◆ Source extract:
——————————

Few people have an endless supply of capital and assets to use to help fund their long term care. That being said, one of the biggest challenges facing those who have to pay for their own care is that their funds can run out, and they can actually run out quite quickly. This is because the cost of providing care is much higher than most people assume. Taking into account the potential cost of providing care in the UK stands at an average of £25,000 for a residential care home and £35,000 for a nursing home it is easy to see how quickly your assets can be depleted. Even someone who appears to have a substantial amount of capital can quite easily be left with very little by the end of their lives. Worse, they can be left with nothing long before they pass away. And very few people want to waste whatever money they do have lost on their own care. Many want to leave something behind to their beneficiaries. However, if self-funding, that can be quite difficult to do.

Once settled into a home many people would not like to find themselves in a position where they need to move into a Local Authority funded care home in their later years because their ability to pay has run out. Although some elderly people may not live long in care there are others who do experience in increase in health status. Those who do improve typically do so because they have been surrounded by company and are enjoying regular meals while also receiving the prescribed medication they need when they need it and in the right amount. Because care homes control all of these factors for their residents, some patients do in fact see an improvement in their health status. However, this does little good for those who have gone through all of their life savings just in order to pay for that care.

——————————

◆ Collected data:

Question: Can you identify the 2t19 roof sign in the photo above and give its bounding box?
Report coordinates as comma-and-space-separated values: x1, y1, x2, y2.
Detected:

——————————

◆ Task directions: Reproduce the full passage on paying for long-term care word for word, from its first sentence to its last.

◆ Solution for this task:
Few people have an endless supply of capital and assets to use to help fund their long term care. That being said, one of the biggest challenges facing those who have to pay for their own care is that their funds can run out, and they can actually run out quite quickly. This is because the cost of providing care is much higher than most people assume. Taking into account the potential cost of providing care in the UK stands at an average of £25,000 for a residential care home and £35,000 for a nursing home it is easy to see how quickly your assets can be depleted. Even someone who appears to have a substantial amount of capital can quite easily be left with very little by the end of their lives. Worse, they can be left with nothing long before they pass away. And very few people want to waste whatever money they do have lost on their own care. Many want to leave something behind to their beneficiaries. However, if self-funding, that can be quite difficult to do.

Once settled into a home many people would not like to find themselves in a position where they need to move into a Local Authority funded care home in their later years because their ability to pay has run out. Although some elderly people may not live long in care there are others who do experience in increase in health status. Those who do improve typically do so because they have been surrounded by company and are enjoying regular meals while also receiving the prescribed medication they need when they need it and in the right amount. Because care homes control all of these factors for their residents, some patients do in fact see an improvement in their health status. However, this does little good for those who have gone through all of their life savings just in order to pay for that care.